### What you should do
Please find each line in the items below that contains the word "birch" and copy it out. Case counts.

(Region annotation entries)
Begin

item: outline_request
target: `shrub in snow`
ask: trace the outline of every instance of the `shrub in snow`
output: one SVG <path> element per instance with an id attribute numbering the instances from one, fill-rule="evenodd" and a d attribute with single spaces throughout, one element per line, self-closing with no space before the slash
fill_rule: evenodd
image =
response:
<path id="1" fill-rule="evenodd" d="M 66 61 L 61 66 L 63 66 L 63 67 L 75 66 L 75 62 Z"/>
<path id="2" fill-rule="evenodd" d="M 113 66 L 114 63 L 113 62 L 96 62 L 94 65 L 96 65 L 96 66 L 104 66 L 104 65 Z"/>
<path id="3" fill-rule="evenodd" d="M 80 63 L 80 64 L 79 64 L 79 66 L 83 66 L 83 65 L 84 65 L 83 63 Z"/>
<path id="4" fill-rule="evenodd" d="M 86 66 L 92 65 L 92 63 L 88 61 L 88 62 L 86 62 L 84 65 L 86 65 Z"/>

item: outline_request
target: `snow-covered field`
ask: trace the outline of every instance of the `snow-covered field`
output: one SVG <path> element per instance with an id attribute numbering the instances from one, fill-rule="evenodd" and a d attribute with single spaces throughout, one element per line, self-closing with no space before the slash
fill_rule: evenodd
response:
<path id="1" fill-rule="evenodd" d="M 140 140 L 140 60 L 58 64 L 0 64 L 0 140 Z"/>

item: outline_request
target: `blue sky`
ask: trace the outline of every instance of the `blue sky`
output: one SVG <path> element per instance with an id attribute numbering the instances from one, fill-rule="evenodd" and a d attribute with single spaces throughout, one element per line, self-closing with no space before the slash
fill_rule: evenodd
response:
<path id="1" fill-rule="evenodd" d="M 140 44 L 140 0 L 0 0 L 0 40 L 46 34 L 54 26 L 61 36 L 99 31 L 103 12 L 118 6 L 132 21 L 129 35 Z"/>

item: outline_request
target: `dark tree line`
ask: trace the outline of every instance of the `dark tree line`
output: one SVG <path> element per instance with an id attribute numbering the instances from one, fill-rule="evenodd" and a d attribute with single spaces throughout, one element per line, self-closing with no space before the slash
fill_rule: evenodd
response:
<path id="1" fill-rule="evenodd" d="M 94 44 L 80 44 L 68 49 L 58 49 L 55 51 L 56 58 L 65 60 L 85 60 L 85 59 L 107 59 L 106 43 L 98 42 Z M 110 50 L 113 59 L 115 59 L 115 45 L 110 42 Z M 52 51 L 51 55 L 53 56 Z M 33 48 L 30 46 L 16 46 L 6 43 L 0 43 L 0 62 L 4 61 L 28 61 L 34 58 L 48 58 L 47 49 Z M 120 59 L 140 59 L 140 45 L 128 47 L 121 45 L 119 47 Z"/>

End
Begin

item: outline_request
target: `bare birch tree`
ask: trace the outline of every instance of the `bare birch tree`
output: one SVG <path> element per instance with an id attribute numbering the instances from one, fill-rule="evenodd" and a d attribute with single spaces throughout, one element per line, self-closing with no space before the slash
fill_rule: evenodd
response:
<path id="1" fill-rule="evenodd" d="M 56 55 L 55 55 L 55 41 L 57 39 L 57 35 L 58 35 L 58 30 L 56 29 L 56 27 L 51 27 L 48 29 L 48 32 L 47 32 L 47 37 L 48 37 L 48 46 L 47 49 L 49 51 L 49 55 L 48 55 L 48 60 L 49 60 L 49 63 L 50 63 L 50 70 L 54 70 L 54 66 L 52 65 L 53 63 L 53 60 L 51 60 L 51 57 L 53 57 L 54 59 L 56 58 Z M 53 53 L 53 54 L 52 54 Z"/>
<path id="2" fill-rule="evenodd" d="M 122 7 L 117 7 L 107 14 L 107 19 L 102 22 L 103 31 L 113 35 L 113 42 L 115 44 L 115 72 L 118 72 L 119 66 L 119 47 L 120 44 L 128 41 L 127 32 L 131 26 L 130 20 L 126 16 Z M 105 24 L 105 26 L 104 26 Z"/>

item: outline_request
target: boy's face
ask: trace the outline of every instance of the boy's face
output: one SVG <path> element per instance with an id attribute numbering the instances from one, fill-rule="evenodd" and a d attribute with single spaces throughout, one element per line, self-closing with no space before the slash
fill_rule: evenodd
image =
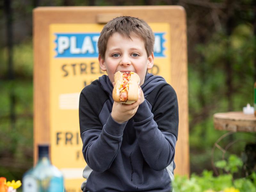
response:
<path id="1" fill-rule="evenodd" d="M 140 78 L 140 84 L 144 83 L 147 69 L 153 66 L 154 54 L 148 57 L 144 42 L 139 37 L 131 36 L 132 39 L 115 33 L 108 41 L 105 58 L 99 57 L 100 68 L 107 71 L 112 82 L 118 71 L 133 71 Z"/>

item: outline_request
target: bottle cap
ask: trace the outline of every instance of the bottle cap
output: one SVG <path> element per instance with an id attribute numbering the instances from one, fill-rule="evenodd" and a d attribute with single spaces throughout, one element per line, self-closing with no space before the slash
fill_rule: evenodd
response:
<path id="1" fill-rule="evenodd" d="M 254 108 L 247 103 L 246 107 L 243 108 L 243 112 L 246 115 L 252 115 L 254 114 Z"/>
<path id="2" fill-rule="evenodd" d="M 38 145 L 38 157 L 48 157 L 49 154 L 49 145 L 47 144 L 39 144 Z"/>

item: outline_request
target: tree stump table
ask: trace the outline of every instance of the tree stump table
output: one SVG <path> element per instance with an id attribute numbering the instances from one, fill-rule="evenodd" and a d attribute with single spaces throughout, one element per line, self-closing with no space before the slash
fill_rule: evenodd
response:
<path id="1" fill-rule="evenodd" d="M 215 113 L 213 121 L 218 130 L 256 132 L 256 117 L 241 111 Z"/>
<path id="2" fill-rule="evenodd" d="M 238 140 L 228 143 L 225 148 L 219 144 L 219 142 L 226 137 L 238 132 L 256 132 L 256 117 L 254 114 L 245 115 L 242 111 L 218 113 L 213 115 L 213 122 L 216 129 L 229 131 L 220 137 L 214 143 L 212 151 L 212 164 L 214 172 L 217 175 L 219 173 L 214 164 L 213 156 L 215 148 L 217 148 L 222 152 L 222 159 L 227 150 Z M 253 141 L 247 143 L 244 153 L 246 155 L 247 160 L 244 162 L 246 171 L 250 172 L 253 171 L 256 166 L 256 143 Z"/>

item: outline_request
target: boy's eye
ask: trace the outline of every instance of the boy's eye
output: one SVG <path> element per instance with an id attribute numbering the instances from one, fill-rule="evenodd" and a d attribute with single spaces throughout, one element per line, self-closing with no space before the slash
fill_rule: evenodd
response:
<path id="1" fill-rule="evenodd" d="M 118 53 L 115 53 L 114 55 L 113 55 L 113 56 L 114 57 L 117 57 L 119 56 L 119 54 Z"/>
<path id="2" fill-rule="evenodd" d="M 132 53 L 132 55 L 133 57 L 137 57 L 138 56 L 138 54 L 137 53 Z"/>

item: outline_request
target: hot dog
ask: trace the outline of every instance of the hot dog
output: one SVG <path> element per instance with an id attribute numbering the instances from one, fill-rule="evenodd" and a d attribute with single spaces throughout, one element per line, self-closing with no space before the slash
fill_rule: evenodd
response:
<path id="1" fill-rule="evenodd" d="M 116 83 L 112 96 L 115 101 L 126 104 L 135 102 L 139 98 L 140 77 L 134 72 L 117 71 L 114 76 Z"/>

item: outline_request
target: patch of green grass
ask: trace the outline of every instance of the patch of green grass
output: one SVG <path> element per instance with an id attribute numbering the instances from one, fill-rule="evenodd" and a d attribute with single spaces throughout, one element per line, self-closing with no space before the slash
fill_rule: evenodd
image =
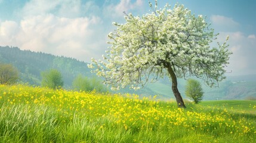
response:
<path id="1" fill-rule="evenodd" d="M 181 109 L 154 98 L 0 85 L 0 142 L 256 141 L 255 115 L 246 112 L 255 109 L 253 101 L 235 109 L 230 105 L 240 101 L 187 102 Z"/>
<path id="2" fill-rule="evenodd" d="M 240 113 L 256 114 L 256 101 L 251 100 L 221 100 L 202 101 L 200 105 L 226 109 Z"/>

End

### Finished exercise
target: `bare birch tree`
ask: trace the outline of every instance of the `bare birch tree`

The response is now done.